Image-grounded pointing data
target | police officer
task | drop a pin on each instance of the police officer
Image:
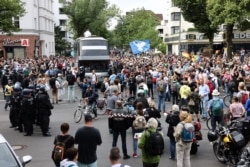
(81, 74)
(4, 80)
(44, 107)
(15, 105)
(27, 111)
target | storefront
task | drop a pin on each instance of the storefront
(19, 46)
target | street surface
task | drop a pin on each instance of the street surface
(40, 147)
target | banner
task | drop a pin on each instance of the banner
(138, 47)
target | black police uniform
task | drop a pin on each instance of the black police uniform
(44, 110)
(27, 111)
(15, 106)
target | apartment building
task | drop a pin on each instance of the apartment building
(36, 37)
(180, 34)
(61, 19)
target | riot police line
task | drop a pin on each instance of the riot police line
(28, 107)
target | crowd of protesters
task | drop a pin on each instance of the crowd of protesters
(183, 80)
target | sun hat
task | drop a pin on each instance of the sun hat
(215, 92)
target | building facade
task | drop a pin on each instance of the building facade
(181, 37)
(61, 20)
(36, 35)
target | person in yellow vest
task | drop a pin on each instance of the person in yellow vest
(8, 92)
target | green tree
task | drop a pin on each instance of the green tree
(195, 11)
(138, 24)
(61, 44)
(8, 10)
(231, 13)
(93, 15)
(162, 47)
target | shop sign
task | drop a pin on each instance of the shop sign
(24, 42)
(9, 42)
(241, 35)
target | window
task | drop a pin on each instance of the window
(61, 11)
(16, 22)
(175, 16)
(62, 22)
(35, 27)
(63, 34)
(160, 31)
(175, 30)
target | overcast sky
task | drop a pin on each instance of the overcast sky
(157, 6)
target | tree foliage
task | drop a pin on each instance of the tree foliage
(8, 10)
(92, 15)
(195, 11)
(138, 24)
(231, 13)
(61, 44)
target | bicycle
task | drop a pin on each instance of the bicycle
(81, 110)
(225, 121)
(227, 100)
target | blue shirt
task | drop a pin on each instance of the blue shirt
(204, 91)
(210, 102)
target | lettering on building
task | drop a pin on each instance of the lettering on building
(241, 35)
(9, 42)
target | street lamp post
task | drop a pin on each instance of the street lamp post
(180, 34)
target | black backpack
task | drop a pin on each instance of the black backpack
(154, 144)
(103, 87)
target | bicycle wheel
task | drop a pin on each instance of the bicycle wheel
(227, 100)
(101, 111)
(78, 115)
(208, 123)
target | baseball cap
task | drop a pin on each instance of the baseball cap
(88, 117)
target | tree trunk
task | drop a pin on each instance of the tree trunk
(229, 41)
(210, 45)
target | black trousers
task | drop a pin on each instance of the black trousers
(150, 165)
(123, 137)
(44, 123)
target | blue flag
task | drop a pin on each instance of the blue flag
(138, 47)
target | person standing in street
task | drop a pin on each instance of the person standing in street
(87, 138)
(203, 92)
(7, 93)
(182, 148)
(71, 86)
(118, 122)
(44, 108)
(161, 89)
(115, 158)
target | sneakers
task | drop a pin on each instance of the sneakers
(135, 155)
(126, 157)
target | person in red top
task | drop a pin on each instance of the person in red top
(211, 87)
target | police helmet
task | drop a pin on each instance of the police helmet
(31, 86)
(212, 136)
(140, 93)
(17, 85)
(42, 88)
(26, 92)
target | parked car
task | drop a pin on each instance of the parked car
(8, 157)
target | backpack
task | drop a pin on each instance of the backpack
(161, 86)
(103, 87)
(139, 122)
(154, 144)
(149, 80)
(175, 87)
(244, 97)
(216, 107)
(187, 132)
(59, 150)
(121, 78)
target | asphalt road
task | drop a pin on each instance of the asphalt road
(40, 147)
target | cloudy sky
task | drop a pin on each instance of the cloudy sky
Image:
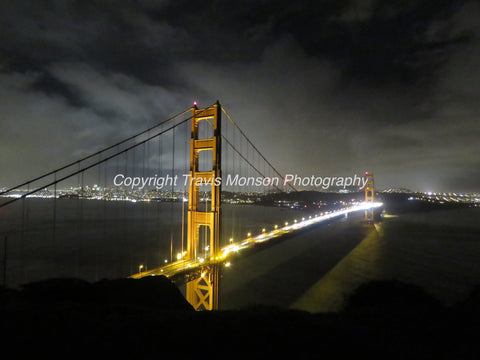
(321, 87)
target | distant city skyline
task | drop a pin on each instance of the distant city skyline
(327, 87)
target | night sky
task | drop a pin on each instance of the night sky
(326, 88)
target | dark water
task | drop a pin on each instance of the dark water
(94, 239)
(437, 250)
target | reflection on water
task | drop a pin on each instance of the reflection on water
(437, 250)
(93, 239)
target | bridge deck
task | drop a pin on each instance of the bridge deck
(189, 265)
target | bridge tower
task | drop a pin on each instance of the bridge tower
(202, 293)
(369, 190)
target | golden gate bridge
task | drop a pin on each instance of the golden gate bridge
(155, 204)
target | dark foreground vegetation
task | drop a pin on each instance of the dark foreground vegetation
(149, 319)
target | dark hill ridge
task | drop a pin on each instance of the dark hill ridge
(149, 318)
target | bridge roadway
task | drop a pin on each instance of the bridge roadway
(190, 265)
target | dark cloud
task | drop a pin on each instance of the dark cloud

▶ **Instructions to follow**
Where a line above holds the word "cloudy", copy it.

▶ **Exercise solution**
target | cloudy sky
task | drop a pin on each instance of the cloudy sky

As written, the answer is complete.